• _Görev tanımı_
Aşağıdaki listenin satırlarını hiçbir değişiklik yapmadan aynen yeniden yaz, ancak resimleri yanıtına koyma.

- - - - -

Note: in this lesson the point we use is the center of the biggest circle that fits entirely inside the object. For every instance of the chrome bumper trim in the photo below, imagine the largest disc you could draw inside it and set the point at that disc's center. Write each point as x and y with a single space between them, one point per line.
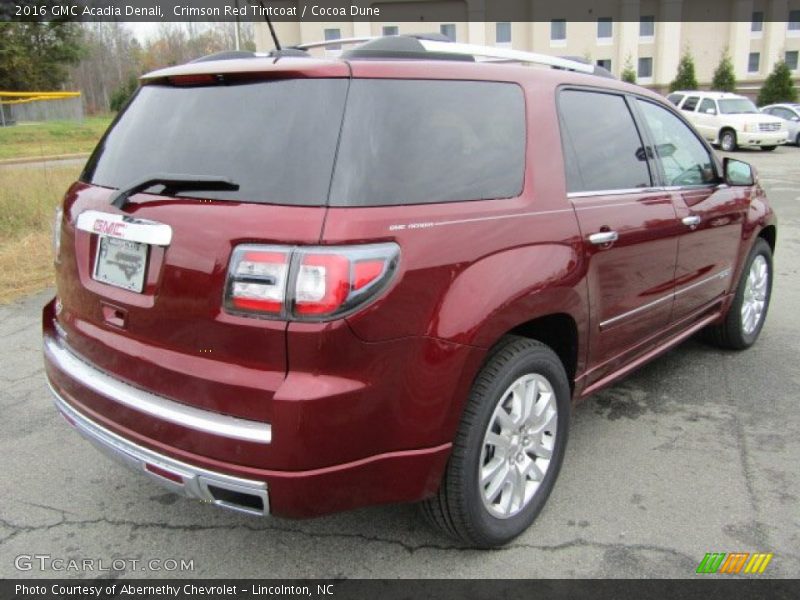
196 481
156 406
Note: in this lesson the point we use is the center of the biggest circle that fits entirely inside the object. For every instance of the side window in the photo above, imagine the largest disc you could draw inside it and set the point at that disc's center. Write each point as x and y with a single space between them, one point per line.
708 106
603 150
691 103
683 157
675 98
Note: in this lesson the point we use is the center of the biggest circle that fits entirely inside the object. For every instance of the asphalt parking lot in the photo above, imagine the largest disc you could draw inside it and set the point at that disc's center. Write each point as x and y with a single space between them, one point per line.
696 452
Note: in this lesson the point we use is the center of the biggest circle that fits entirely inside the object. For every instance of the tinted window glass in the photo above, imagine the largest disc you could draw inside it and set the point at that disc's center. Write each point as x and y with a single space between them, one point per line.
603 147
684 159
691 103
277 139
413 142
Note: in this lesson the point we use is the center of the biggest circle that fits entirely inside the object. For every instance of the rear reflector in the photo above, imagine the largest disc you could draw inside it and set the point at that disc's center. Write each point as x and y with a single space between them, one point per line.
156 470
307 283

- - - - -

• _Beklenen yanıt_
Note: in this lesson the point we use is the center of the biggest circle that fits entirely inside the object. For every instance of the chrome bumper trim in the photo below, imagine the largest disc you could draw inside it and set the point at that disc's center. Write each point as x and y with a single space between them, one point per line.
196 481
156 406
Note: in this lesson the point we use is the center of the biggest circle that fits entirely inside the object. For every instance of the side window in the photo above, imagine the largest disc you could draw inside it and set the point at that disc's center. Write each point as x and y with a single space between them, one point per line.
708 106
603 150
691 103
683 157
675 98
Note: in this lesson the point we use is the center of the biggest circle that fits entirely inside the object. For every instance of the asphalt parking lot in the photo above, imagine the largest disc you could draw inside it and set the point at that disc's center. Write each point as x and y with a single space between them, one point per line.
696 452
Note: in this lesson the point we use is the center of the biggest circle that fits entirely inside the object. For every instance of the tinted window glass in the photo above, imagine the largest disc you could draw inside it and set the point at that disc's center. Write each point as x and y with a single space between them, one point per line.
603 147
684 159
691 103
277 139
413 142
Note: in this lesson the point we use is the center of the biggest circle that fits entirely inside the object. For every instance of the rear reflector in the photo above, imagine the largest disc you could draw inside it and set the point at that disc's center. Write each point as x and y with a single space between them, one point per line.
156 470
307 283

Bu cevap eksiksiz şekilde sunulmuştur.